━━━━━ RECORDS ━━━━━
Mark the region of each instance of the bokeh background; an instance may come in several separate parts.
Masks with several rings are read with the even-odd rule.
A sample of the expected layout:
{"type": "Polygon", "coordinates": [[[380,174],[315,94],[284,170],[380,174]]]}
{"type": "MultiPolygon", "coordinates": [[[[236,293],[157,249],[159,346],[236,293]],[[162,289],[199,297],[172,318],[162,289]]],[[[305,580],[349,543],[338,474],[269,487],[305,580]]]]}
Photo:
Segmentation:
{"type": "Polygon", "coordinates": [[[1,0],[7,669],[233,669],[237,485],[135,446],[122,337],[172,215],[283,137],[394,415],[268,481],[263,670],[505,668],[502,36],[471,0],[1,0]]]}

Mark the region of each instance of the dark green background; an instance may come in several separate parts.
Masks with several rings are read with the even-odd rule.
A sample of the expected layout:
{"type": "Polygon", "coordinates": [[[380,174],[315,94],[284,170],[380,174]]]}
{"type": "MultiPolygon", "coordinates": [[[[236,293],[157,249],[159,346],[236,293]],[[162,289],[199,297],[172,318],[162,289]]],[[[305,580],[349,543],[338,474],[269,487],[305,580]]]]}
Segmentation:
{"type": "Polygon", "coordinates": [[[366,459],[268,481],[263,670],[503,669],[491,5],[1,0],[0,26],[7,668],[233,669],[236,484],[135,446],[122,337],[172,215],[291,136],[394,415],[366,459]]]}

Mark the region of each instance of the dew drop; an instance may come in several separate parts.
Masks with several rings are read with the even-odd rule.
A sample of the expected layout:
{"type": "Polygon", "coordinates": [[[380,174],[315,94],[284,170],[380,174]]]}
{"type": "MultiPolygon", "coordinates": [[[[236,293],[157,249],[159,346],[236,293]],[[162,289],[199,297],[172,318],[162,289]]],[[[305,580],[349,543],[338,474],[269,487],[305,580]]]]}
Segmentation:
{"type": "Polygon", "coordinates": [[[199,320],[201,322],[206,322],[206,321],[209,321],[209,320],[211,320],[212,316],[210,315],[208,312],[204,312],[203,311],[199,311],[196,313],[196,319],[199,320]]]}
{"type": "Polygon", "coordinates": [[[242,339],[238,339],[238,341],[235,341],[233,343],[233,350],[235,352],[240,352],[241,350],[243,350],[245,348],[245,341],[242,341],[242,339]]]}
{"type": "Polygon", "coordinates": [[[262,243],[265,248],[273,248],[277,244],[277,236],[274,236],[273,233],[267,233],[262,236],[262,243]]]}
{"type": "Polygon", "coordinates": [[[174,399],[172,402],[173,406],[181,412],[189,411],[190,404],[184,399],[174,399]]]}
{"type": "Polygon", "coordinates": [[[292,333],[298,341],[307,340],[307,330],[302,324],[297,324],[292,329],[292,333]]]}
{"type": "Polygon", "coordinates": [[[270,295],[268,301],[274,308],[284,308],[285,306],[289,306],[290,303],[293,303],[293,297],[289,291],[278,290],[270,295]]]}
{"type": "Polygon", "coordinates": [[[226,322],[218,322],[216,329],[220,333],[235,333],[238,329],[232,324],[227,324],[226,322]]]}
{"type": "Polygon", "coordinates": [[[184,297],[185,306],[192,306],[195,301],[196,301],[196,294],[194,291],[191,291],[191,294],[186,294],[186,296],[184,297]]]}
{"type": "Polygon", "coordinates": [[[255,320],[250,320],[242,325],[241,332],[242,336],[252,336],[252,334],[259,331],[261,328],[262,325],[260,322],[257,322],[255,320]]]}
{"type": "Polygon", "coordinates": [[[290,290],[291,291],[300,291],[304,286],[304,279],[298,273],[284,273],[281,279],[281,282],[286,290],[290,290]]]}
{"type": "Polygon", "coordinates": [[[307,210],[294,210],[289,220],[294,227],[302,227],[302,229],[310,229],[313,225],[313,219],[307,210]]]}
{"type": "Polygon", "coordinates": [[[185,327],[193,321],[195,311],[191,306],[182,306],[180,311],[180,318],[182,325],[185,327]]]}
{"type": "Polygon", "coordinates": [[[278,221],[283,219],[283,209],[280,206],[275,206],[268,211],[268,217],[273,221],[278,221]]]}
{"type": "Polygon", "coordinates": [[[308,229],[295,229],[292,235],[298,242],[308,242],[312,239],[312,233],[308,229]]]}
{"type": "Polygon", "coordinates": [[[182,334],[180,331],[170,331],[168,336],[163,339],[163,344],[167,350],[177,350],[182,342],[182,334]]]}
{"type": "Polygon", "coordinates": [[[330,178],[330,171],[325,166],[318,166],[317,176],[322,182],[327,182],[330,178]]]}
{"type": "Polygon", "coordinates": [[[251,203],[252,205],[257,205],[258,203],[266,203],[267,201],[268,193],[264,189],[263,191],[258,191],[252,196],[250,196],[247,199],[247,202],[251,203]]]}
━━━━━
| EXERCISE AIM |
Pick out every line in the rows above that contains the string "come" and copy each one. Treat uppercase and lowercase as different.

| RESULT OF THE EXERCISE |
Mark the region of each instance of the bokeh background; an instance may come in several separate parts.
Mark the region of each instance of the dark green background; an instance may come in several separate parts.
Mark the region of each instance of the dew drop; an instance may come in several separate parts.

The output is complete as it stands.